■ **Task prompt**: Express each line of the entries below as a string in a single JSON list, one string per line, skipping blank lines. Leave the pictures out of the list.

====== Data provided

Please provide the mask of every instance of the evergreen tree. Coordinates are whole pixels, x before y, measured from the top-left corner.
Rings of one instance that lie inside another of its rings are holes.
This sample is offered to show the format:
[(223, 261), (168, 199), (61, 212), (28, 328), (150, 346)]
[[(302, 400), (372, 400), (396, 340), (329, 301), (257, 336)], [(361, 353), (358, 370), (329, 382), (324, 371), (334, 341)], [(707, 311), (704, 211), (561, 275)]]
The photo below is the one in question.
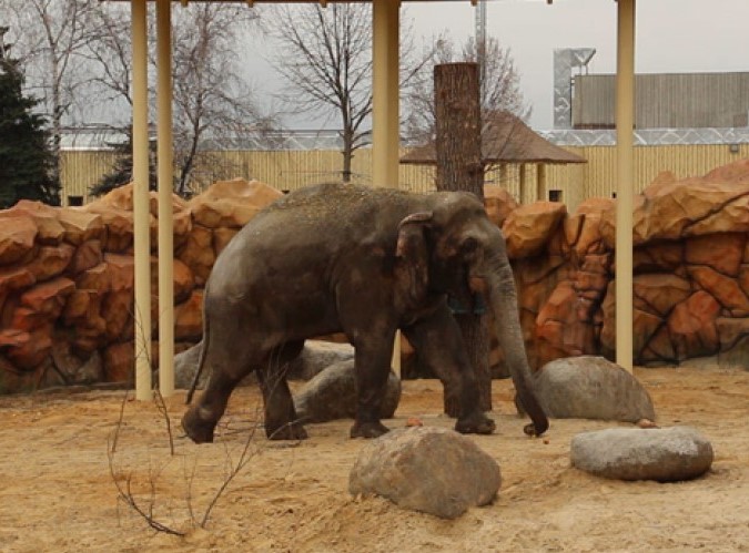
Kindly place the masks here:
[(24, 198), (60, 205), (47, 122), (33, 113), (39, 102), (23, 95), (23, 74), (9, 55), (6, 32), (8, 28), (0, 27), (0, 208)]
[[(110, 144), (112, 150), (119, 154), (112, 171), (102, 175), (99, 182), (89, 188), (92, 196), (103, 196), (104, 194), (129, 184), (133, 180), (133, 133), (132, 127), (128, 129), (128, 140)], [(149, 190), (156, 190), (156, 166), (155, 150), (153, 144), (149, 145)]]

============

■ **Task output**:
[
  "Please provide the mask of every instance of the evergreen tree. Coordinates are whole pixels, x before y, measured from the top-left corner.",
  "Rings of one instance that lie inside another of its rings are holes.",
  "This sample is offered to show the format:",
  "[(223, 261), (168, 199), (61, 212), (28, 328), (150, 346)]",
  "[[(302, 400), (372, 400), (396, 340), (329, 301), (257, 336)], [(361, 353), (358, 370), (329, 382), (324, 371), (334, 341)], [(707, 311), (704, 211), (561, 275)]]",
  "The photo below is the one in question.",
  "Kindly place the masks here:",
  "[(24, 198), (60, 205), (47, 122), (33, 113), (39, 102), (23, 95), (23, 74), (9, 55), (6, 32), (8, 28), (0, 27), (0, 208)]",
  "[[(110, 144), (112, 150), (119, 154), (112, 171), (102, 175), (99, 182), (89, 188), (92, 196), (103, 196), (104, 194), (129, 184), (133, 180), (133, 133), (132, 127), (128, 129), (128, 140)], [(149, 190), (156, 190), (156, 166), (155, 150), (153, 144), (149, 145)]]"
]